WHAT THE TASK ASKS:
Report each line from the entries in which "below" can be found.
◆ ◆ ◆ ◆ ◆
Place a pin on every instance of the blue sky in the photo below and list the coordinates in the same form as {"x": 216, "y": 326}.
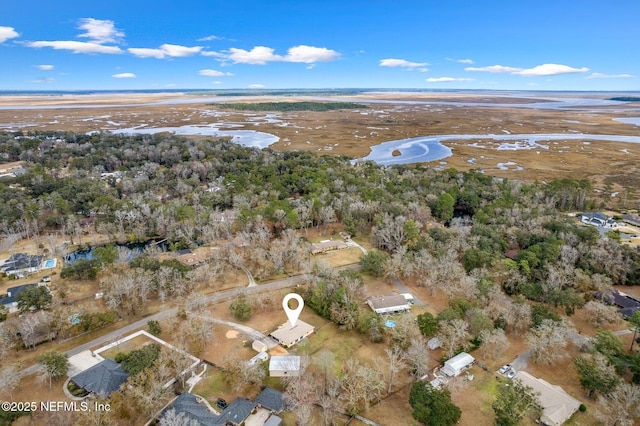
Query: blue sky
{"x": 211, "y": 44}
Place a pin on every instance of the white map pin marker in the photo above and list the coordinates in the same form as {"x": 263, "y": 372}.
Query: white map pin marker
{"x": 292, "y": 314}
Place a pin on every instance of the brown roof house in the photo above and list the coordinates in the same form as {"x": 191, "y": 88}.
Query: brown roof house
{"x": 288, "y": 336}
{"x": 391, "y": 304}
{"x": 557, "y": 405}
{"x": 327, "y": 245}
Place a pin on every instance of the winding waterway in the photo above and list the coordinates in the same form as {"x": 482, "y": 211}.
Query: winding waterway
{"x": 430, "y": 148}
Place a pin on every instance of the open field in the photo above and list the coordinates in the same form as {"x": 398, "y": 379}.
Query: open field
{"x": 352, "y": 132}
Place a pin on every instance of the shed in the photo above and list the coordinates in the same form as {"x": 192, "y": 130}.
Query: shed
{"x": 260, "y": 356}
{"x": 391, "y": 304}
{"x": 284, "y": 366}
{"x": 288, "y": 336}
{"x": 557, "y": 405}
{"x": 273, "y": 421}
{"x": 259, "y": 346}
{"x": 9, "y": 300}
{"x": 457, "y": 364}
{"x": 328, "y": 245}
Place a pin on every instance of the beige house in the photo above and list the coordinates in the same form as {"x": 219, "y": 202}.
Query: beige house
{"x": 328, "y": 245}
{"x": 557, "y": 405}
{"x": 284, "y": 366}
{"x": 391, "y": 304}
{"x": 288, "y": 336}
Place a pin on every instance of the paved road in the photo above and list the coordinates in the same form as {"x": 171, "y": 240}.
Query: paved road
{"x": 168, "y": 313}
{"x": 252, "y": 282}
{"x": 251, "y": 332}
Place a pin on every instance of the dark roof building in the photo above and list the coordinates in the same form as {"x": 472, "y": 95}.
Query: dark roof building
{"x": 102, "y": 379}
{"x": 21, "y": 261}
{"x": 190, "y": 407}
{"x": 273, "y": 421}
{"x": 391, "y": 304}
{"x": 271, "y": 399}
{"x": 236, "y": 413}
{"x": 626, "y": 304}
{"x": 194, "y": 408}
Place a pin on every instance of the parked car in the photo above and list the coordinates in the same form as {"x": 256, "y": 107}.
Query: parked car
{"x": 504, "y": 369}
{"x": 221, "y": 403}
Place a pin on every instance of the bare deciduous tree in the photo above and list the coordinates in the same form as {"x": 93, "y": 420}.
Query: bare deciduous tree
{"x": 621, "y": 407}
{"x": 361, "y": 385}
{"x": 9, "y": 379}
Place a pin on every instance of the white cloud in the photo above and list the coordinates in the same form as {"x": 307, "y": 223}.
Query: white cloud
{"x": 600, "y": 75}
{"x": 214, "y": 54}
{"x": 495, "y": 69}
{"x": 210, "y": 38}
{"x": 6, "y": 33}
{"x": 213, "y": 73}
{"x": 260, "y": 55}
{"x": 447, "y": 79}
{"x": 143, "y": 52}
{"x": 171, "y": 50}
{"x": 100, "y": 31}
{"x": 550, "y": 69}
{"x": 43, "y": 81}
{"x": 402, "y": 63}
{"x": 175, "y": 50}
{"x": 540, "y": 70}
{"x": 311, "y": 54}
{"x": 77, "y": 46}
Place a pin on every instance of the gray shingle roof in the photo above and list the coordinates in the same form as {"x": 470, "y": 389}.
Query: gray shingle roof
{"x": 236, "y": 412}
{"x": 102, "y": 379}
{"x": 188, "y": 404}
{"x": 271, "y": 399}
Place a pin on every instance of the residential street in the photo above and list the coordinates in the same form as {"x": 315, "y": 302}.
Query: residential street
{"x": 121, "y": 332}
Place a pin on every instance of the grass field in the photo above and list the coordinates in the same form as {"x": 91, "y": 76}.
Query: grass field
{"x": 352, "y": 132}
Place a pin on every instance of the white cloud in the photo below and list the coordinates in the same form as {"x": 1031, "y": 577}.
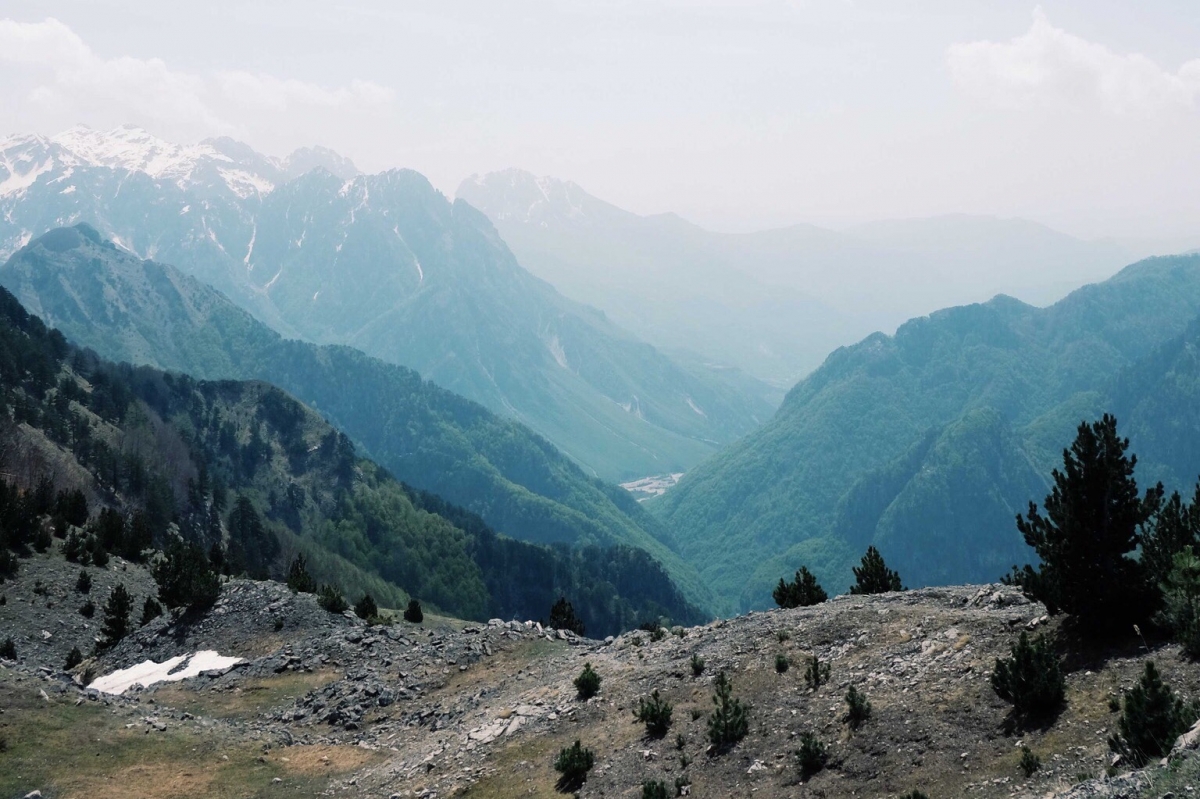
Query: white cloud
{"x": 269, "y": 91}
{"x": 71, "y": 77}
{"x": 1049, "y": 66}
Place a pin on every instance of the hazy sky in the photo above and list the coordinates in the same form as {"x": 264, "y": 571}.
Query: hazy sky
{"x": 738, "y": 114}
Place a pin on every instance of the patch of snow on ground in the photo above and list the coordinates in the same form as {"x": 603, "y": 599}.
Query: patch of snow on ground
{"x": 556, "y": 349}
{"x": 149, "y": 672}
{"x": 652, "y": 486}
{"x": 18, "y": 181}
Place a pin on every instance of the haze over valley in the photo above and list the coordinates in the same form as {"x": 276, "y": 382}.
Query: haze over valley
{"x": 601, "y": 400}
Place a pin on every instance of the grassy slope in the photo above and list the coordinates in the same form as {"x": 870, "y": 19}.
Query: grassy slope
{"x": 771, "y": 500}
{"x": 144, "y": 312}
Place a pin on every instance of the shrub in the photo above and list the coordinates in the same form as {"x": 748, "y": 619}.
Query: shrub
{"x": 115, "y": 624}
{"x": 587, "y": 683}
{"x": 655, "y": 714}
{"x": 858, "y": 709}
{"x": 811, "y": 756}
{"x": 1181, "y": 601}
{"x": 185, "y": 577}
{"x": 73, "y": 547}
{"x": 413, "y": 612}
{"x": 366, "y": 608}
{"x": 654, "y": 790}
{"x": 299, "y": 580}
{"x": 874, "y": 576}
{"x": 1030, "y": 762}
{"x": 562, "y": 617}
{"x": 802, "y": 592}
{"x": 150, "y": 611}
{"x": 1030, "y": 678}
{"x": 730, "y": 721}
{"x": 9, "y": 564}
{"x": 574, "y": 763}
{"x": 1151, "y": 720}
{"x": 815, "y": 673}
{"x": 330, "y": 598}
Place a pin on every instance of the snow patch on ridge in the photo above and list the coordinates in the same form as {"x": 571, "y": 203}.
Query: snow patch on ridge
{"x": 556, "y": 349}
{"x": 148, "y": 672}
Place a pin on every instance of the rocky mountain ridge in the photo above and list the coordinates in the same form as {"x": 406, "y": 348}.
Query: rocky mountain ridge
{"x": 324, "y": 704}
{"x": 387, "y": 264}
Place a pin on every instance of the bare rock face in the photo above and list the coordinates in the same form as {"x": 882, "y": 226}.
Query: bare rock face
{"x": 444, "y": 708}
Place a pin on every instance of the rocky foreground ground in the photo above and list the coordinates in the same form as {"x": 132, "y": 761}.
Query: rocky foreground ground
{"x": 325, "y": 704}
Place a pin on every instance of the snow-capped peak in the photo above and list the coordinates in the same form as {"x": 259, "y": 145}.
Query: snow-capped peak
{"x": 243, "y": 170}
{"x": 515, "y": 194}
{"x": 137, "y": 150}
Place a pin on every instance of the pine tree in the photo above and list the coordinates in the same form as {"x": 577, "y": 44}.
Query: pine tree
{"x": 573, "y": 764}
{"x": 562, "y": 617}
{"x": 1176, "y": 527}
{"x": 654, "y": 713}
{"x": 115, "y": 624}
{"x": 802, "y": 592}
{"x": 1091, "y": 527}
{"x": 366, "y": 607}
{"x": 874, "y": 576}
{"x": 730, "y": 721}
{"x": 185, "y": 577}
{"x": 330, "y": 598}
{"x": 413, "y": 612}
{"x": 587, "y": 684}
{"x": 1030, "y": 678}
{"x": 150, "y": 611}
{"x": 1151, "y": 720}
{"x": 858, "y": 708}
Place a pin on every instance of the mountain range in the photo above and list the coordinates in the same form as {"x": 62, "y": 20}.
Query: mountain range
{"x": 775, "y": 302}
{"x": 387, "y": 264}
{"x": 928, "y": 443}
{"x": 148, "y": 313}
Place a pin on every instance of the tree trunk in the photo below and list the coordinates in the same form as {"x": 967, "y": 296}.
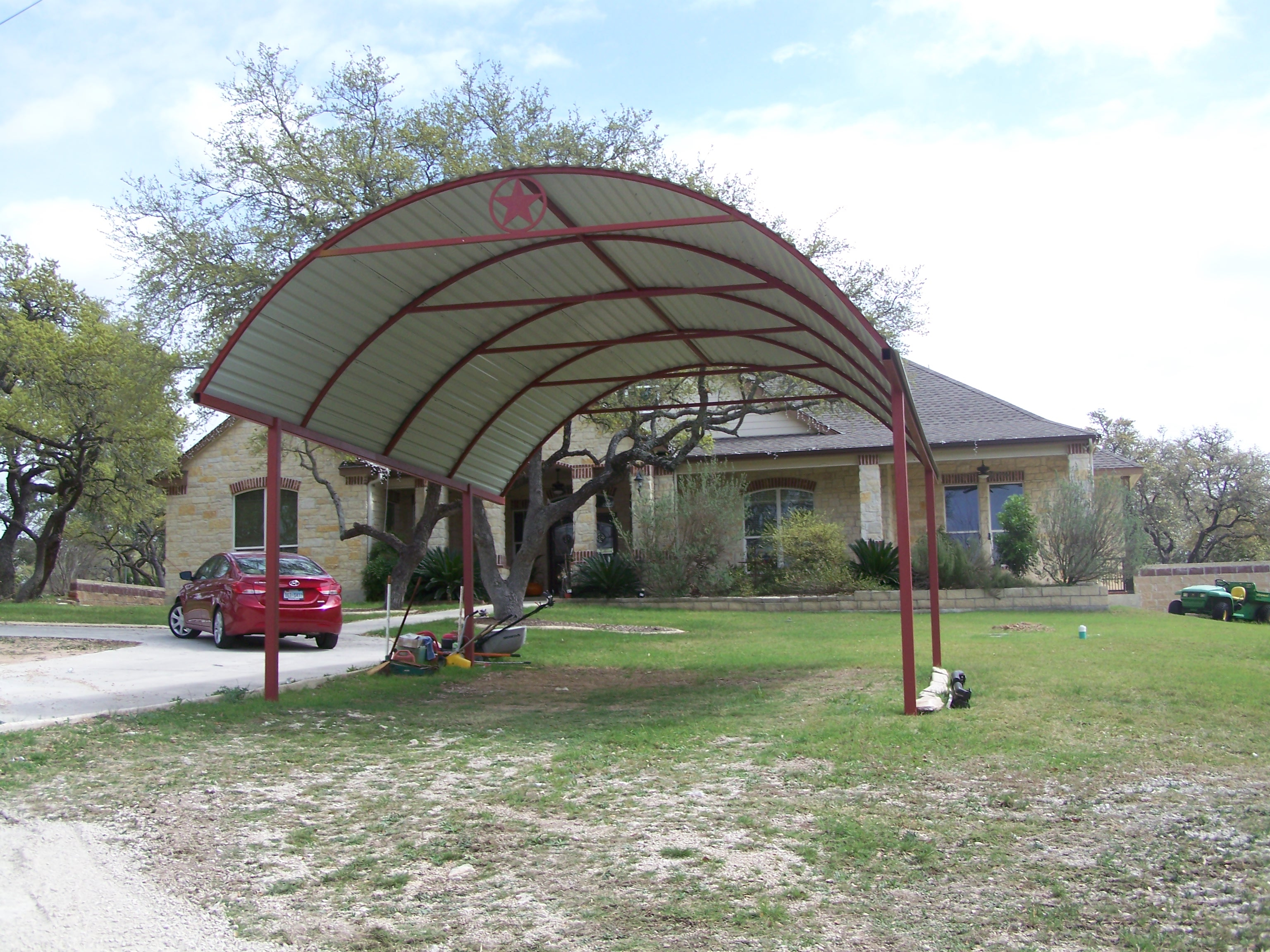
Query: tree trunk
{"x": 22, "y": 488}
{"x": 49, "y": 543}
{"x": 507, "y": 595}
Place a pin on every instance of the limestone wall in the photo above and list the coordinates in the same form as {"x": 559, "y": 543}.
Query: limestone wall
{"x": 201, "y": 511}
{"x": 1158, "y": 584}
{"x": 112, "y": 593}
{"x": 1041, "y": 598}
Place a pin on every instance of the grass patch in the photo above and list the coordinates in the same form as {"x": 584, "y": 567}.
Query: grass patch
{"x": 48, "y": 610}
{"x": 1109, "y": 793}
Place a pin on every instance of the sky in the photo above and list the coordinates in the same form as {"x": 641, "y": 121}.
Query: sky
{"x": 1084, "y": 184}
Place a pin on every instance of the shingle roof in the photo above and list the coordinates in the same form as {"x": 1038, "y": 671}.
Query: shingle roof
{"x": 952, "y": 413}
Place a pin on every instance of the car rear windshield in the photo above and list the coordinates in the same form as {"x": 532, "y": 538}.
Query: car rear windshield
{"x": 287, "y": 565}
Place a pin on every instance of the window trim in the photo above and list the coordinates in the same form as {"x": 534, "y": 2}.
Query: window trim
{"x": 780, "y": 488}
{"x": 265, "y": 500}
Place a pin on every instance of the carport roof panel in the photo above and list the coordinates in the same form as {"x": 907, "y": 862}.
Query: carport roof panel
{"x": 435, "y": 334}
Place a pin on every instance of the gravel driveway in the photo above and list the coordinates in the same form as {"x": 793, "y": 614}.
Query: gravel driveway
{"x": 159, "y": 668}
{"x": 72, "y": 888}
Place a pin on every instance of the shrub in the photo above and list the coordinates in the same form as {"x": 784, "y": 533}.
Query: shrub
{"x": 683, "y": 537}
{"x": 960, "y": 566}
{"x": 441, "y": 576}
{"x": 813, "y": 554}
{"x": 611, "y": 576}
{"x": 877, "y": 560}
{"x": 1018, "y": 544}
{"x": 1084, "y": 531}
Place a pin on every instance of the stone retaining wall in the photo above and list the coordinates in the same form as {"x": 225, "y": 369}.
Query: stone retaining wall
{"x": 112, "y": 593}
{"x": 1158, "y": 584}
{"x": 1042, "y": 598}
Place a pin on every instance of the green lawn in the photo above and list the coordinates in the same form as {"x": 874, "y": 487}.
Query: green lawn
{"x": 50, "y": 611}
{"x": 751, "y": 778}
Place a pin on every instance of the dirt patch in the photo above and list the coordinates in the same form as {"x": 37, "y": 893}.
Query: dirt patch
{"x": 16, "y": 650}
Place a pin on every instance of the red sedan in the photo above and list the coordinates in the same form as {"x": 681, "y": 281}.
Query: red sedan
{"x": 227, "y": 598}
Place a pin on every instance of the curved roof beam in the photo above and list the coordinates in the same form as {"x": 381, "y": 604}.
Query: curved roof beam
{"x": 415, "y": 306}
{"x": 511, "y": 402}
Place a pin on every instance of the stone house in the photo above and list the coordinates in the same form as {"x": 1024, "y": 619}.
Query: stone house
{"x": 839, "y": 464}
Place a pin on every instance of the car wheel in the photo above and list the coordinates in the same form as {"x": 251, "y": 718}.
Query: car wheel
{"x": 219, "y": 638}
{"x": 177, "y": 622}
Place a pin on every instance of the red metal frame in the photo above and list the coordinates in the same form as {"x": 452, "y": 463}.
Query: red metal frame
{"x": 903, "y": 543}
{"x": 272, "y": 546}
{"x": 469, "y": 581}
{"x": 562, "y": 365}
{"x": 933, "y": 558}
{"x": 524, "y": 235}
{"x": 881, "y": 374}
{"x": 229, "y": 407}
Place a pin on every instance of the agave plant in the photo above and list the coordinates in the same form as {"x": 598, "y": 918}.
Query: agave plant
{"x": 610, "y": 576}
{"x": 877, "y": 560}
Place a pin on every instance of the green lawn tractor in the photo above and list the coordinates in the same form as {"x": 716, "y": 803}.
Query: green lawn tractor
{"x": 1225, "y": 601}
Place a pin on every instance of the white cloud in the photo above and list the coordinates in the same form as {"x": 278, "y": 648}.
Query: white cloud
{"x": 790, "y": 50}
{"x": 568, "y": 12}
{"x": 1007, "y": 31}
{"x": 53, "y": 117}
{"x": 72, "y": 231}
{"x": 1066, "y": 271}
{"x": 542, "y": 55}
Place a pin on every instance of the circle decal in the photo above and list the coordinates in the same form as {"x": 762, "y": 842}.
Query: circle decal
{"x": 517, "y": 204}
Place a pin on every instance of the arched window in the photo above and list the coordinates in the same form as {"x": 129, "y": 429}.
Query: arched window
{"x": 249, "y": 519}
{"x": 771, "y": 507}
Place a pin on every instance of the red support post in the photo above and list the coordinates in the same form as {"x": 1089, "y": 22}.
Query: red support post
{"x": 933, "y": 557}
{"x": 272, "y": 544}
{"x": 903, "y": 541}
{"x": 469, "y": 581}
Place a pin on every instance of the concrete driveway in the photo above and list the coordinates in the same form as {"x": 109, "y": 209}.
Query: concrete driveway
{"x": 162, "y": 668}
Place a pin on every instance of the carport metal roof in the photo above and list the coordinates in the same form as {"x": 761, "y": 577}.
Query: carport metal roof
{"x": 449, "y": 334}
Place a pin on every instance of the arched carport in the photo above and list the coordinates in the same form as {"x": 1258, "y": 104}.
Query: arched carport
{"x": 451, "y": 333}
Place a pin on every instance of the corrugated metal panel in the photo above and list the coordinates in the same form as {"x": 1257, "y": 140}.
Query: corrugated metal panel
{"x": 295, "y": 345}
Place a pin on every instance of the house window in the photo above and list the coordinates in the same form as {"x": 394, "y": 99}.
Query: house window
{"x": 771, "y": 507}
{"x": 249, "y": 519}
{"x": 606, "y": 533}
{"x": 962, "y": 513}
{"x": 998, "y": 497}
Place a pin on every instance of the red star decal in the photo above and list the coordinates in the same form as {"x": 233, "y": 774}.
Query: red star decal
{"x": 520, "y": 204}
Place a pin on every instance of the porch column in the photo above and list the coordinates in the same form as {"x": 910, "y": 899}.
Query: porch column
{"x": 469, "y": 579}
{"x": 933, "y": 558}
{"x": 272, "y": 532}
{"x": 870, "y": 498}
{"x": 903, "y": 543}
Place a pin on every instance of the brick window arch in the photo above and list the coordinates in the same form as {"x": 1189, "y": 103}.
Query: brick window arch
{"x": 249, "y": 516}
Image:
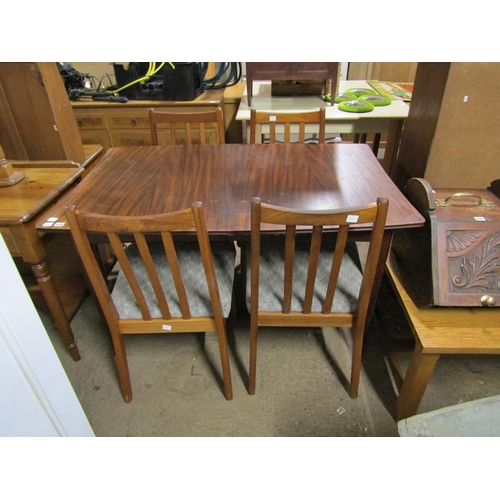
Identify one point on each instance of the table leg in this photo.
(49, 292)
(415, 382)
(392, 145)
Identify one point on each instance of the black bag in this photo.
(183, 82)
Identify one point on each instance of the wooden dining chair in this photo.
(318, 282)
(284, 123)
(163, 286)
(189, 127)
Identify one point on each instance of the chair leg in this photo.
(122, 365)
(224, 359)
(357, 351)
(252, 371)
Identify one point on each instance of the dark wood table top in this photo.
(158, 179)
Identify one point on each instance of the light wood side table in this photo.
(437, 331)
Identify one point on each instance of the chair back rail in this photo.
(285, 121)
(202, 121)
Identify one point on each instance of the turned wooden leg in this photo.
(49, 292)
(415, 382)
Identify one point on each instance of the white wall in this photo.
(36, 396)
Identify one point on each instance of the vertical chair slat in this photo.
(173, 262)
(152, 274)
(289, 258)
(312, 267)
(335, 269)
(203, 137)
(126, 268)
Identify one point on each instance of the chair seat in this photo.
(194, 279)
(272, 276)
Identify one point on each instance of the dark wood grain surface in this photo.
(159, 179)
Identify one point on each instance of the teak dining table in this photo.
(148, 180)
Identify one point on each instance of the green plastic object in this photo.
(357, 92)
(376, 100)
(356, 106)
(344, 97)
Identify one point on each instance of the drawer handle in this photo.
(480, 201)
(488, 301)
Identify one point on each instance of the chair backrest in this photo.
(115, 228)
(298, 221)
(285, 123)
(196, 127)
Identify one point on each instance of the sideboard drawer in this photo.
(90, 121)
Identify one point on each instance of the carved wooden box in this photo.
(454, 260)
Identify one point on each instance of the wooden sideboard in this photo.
◆ ◆ ◆ ◆ ◆
ANSWER SECTION:
Place a pin on every instance of the blue sky in the photo below and list the coordinates in the same form as {"x": 216, "y": 326}.
Place a pin on every instance of the white cloud in the photo below and list the coordinates in the same form as {"x": 1031, "y": 577}.
Place a pin on every instance of the tree trunk in the photo below and list the coordinates in the same form as {"x": 967, "y": 296}.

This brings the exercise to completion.